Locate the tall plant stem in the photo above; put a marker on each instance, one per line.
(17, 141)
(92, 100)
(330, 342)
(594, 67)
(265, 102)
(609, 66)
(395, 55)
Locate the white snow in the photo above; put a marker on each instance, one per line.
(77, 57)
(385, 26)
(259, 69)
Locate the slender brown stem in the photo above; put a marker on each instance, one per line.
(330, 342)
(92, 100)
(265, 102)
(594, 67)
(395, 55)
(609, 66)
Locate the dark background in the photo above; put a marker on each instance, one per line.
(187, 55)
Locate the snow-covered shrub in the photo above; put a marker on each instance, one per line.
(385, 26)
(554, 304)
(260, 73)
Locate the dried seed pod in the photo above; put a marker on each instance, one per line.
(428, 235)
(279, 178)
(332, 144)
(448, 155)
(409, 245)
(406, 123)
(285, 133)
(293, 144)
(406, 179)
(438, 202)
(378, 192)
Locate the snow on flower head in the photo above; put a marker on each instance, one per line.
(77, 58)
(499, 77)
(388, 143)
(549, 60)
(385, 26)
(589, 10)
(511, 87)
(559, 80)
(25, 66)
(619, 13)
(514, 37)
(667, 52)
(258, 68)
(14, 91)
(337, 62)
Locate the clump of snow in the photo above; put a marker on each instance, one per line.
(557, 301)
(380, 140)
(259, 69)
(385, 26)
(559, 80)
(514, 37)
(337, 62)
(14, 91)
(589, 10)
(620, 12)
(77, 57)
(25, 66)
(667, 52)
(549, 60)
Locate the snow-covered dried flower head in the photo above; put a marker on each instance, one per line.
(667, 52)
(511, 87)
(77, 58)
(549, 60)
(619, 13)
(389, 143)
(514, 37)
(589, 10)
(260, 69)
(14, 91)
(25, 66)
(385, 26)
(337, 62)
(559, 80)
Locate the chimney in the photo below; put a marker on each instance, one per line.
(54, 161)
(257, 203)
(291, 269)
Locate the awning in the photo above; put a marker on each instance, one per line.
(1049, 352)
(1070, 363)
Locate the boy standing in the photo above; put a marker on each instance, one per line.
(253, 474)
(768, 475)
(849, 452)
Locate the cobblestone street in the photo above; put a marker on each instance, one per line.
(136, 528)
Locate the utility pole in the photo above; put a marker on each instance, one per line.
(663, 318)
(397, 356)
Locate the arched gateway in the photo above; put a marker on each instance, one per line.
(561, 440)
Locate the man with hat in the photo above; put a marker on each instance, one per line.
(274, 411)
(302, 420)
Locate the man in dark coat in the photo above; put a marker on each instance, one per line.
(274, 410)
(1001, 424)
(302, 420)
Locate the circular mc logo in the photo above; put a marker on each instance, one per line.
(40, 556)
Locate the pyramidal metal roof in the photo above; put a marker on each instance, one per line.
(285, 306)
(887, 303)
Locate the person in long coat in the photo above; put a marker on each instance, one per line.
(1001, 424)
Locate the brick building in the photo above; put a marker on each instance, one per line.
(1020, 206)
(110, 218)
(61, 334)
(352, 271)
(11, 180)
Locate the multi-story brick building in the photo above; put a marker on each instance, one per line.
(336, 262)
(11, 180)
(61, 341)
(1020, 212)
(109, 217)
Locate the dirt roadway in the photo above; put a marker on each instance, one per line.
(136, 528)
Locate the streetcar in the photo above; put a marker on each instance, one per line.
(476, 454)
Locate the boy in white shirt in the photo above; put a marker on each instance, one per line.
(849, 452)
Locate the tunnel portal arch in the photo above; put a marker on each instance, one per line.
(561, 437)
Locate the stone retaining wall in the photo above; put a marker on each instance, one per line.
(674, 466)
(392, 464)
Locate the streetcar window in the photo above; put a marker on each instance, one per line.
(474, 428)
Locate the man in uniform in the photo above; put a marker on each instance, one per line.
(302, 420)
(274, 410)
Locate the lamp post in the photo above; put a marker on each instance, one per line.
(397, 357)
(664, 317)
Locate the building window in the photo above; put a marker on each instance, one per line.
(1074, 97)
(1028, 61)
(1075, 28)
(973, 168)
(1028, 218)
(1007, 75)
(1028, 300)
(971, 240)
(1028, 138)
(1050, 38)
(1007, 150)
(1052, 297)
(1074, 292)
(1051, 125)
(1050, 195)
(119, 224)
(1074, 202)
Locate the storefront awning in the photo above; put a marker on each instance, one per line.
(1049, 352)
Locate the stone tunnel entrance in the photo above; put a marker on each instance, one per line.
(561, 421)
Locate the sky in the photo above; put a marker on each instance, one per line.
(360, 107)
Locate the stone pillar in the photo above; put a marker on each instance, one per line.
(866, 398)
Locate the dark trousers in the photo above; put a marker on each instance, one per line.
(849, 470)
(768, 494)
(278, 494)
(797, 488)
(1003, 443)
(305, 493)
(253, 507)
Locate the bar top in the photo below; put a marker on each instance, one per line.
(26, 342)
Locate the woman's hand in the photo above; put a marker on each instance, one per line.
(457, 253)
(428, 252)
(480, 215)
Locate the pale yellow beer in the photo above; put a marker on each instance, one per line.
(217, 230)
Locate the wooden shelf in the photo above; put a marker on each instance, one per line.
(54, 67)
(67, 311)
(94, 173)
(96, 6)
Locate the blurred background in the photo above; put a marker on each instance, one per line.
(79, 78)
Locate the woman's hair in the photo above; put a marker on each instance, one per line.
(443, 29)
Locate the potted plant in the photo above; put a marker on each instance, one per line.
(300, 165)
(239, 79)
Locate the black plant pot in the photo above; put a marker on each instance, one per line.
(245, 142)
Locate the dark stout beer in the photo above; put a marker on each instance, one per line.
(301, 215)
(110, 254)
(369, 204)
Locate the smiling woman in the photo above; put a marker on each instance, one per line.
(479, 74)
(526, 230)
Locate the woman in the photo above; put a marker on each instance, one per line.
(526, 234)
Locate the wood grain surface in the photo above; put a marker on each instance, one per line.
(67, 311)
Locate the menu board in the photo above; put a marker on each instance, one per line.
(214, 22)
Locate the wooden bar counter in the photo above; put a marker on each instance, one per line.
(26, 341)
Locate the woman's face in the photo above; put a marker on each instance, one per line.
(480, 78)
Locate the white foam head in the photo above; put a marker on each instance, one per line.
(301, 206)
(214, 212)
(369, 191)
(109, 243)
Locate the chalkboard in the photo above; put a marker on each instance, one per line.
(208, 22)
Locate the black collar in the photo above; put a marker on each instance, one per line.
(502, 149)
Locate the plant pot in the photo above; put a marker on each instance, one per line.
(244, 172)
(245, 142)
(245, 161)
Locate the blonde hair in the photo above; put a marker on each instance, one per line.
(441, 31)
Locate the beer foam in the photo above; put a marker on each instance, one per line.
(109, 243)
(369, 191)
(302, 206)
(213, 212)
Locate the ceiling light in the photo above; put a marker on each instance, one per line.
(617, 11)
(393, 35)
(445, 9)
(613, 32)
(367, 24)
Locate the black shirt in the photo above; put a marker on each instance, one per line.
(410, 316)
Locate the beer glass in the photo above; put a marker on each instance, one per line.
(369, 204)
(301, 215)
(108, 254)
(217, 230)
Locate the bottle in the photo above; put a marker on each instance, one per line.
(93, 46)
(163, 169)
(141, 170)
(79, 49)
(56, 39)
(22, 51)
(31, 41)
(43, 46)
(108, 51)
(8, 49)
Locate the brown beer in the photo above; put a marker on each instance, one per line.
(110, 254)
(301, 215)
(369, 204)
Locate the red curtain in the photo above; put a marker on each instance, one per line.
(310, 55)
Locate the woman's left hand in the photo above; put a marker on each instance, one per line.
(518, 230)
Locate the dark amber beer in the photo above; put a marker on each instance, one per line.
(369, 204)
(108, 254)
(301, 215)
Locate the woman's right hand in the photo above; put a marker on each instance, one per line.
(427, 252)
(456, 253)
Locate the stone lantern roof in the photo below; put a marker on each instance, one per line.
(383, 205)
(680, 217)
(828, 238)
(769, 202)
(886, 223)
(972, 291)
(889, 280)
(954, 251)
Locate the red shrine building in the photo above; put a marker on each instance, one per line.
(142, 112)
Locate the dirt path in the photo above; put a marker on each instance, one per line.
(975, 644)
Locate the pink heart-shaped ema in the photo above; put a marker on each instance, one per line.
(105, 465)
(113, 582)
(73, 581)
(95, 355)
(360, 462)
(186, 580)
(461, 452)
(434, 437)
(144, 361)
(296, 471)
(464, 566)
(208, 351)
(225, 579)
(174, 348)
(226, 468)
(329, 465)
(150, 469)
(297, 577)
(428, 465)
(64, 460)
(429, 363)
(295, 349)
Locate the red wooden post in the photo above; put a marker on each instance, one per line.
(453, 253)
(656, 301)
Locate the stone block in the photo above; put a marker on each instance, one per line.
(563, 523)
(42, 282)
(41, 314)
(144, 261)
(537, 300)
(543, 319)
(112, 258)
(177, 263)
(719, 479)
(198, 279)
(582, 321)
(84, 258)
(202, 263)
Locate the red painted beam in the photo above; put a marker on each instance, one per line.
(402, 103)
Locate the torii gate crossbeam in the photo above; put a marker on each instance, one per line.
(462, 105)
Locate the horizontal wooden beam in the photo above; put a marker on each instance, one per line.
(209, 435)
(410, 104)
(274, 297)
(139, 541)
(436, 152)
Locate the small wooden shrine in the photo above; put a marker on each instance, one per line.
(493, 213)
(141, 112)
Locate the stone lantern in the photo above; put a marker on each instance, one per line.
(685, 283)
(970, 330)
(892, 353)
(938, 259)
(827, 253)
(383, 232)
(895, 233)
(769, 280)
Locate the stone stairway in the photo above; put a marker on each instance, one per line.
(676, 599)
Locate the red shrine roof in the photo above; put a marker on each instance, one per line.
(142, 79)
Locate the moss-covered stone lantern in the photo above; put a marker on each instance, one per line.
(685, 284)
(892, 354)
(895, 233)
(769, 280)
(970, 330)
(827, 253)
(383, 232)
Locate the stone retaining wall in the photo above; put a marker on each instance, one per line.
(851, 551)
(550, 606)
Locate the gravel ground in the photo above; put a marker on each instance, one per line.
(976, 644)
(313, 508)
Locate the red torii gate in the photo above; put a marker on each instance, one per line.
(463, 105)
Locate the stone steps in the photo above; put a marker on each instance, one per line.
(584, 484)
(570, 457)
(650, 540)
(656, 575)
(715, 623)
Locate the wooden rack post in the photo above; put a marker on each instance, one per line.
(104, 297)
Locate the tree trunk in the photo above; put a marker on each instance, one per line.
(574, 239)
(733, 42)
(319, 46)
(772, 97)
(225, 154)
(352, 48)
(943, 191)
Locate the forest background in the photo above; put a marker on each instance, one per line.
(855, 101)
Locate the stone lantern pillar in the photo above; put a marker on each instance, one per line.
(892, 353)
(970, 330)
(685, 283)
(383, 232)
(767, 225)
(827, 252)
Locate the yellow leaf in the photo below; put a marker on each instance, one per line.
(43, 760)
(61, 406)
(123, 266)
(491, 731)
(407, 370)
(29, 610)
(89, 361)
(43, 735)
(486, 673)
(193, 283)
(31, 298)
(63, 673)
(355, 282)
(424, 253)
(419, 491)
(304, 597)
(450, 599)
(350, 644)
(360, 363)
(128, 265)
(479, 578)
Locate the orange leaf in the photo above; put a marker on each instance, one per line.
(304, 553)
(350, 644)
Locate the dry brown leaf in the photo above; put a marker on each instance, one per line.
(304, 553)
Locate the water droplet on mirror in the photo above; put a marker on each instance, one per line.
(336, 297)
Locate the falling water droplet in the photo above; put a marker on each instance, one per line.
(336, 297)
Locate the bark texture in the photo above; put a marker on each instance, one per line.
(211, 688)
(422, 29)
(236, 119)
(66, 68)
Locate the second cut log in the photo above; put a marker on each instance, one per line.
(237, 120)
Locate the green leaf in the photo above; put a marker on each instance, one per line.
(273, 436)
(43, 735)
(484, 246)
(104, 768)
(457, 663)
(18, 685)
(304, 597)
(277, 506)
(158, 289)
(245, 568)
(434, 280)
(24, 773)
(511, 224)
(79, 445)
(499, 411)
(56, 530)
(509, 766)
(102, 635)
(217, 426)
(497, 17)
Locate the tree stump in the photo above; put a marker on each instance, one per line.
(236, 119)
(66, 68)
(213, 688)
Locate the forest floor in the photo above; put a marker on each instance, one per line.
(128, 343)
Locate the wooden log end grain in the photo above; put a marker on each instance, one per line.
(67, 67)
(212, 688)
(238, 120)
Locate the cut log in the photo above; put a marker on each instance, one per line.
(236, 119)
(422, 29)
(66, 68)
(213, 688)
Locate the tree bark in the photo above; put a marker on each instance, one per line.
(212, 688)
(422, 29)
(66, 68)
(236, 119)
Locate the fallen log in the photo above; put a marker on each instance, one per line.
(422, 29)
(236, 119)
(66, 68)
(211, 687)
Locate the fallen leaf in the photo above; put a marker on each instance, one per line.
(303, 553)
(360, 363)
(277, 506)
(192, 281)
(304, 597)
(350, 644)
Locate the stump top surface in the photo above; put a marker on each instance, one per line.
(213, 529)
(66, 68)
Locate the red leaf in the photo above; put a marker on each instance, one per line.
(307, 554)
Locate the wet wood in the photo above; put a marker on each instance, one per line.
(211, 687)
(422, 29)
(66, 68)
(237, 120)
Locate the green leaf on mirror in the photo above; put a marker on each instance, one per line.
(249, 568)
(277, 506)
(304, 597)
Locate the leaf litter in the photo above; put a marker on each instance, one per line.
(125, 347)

========

Required work: The answer must be the lines from the one containing "Locate the leaf" through the last line of the records, copied exactly, with nothing else.

Task answer:
Locate the leaf litter in the photo above; put a marker on each instance, one per line.
(125, 347)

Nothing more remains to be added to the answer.